■ Information provided:
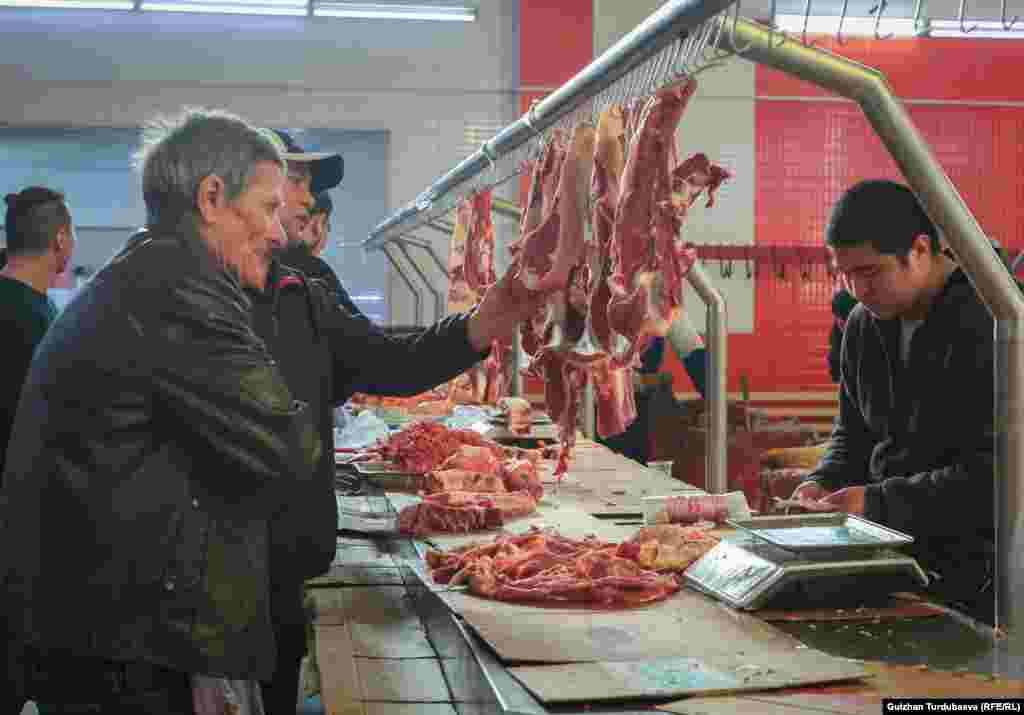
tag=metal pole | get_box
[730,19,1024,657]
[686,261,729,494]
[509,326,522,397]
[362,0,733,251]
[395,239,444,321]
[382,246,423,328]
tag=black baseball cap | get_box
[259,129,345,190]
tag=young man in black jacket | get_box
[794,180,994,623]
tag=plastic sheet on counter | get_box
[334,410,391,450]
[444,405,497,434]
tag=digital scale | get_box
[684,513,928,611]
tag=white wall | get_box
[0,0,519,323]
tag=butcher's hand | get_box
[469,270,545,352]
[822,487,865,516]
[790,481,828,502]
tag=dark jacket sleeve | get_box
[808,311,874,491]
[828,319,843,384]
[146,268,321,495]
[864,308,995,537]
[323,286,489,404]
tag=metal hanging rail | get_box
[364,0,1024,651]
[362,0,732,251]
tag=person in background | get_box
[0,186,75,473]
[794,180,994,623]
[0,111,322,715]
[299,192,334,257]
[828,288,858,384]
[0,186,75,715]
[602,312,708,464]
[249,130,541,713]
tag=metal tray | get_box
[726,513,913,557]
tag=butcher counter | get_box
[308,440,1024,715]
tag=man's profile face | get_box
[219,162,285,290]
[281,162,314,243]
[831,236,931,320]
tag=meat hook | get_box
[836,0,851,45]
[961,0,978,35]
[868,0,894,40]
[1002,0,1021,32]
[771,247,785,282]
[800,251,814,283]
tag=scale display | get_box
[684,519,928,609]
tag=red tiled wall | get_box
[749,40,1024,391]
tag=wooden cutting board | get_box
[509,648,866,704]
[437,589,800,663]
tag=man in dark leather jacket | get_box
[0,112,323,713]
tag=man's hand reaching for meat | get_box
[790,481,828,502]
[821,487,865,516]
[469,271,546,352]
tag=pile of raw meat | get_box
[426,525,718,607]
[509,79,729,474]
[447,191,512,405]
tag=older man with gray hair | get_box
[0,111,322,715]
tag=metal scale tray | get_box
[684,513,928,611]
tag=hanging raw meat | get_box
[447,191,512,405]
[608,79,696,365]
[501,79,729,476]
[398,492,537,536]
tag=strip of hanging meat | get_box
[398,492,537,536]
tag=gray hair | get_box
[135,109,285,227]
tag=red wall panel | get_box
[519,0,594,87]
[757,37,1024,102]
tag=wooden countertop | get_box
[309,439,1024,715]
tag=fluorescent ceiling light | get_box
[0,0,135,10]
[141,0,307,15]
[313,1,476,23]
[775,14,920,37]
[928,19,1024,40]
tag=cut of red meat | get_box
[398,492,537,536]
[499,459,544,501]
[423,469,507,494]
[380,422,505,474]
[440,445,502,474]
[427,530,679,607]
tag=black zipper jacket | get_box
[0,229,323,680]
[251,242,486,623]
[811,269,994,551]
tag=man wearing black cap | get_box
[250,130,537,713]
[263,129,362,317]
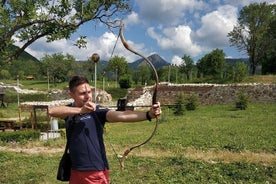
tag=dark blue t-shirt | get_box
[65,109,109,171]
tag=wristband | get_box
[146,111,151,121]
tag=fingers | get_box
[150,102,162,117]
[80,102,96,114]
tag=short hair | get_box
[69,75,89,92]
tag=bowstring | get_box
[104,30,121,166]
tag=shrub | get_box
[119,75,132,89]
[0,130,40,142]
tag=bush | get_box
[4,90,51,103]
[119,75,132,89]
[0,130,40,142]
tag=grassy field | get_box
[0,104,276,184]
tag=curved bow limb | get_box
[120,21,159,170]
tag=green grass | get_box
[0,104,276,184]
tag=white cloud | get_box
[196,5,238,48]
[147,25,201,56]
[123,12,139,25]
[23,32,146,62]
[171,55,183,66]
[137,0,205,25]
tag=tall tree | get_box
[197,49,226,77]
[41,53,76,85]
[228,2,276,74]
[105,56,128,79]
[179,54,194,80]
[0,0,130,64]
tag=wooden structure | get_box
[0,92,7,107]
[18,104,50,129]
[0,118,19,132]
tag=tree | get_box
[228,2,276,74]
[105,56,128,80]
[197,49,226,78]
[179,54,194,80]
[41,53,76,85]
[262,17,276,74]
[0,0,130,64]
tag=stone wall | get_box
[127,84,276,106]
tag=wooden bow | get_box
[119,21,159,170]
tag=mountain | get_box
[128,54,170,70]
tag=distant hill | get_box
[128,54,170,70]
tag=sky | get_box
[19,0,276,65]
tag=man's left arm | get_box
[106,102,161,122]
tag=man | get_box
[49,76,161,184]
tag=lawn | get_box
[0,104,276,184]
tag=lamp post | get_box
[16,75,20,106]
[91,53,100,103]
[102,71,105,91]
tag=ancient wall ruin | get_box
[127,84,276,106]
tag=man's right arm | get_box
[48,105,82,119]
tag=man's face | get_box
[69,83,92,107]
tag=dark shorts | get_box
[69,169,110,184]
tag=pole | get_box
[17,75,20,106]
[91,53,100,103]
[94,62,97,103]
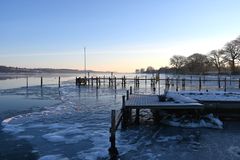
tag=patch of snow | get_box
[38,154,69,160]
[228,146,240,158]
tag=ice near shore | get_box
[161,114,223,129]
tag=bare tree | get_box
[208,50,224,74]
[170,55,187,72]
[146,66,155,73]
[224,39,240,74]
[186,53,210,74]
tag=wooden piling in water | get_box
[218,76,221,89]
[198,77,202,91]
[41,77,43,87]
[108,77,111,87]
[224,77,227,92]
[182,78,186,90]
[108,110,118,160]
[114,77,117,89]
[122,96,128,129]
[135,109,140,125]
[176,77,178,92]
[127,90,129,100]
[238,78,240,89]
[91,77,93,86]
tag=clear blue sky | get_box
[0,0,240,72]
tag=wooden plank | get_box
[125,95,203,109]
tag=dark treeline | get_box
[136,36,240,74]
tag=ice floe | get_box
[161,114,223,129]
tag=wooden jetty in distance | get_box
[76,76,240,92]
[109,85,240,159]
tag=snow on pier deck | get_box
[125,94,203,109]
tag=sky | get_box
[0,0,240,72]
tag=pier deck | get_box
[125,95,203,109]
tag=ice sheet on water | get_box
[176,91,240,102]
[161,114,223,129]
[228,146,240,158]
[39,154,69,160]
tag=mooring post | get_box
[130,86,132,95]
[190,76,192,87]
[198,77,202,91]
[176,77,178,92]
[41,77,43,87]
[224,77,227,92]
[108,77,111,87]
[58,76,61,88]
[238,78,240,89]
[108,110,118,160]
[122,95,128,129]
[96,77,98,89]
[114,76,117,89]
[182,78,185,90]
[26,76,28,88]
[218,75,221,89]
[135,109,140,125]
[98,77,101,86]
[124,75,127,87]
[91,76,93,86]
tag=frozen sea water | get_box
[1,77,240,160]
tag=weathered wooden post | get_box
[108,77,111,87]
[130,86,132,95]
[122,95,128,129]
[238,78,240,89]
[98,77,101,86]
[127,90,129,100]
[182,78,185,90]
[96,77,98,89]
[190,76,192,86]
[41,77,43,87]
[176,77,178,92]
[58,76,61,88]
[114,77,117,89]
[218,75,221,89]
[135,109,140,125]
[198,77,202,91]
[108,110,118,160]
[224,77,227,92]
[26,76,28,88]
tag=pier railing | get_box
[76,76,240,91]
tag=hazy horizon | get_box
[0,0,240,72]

■ Task statement: Give as a JSON list of strings the rows that start at the line containing "tag=pier deck | get_box" and run through the end of the rows, one string for each line and with blank lines left out.

■ Full response:
[
  "tag=pier deck | get_box",
  "[125,95,203,109]",
  "tag=ice sheet on water | get_box",
  "[176,91,240,102]",
  "[161,114,223,129]",
  "[228,146,240,158]",
  "[39,154,69,160]",
  "tag=mooring post | get_box",
  "[130,86,132,95]",
  "[190,76,192,87]",
  "[198,77,202,91]",
  "[176,77,178,92]",
  "[41,77,43,87]",
  "[224,77,227,92]",
  "[108,77,111,87]",
  "[58,76,61,88]",
  "[238,78,240,89]",
  "[108,110,118,160]",
  "[122,95,128,129]",
  "[96,77,98,89]",
  "[114,76,117,89]",
  "[182,78,185,90]",
  "[26,76,28,88]",
  "[218,75,221,89]",
  "[135,109,140,125]",
  "[98,77,101,86]",
  "[124,75,127,87]",
  "[91,76,93,86]",
  "tag=frozen sea water | get_box",
  "[1,77,240,160]",
  "tag=weathered wooden post | get_box",
  "[108,77,111,87]",
  "[130,86,132,95]",
  "[122,95,128,129]",
  "[238,78,240,89]",
  "[98,77,101,86]",
  "[127,90,129,100]",
  "[182,78,185,90]",
  "[96,77,98,89]",
  "[190,76,192,86]",
  "[41,77,43,87]",
  "[176,77,178,92]",
  "[58,76,61,88]",
  "[114,77,117,89]",
  "[218,75,221,89]",
  "[135,109,140,125]",
  "[198,77,202,91]",
  "[108,110,118,160]",
  "[224,77,227,92]",
  "[26,76,28,88]",
  "tag=pier railing | get_box",
  "[76,76,240,91]",
  "tag=hazy horizon | get_box",
  "[0,0,240,72]"
]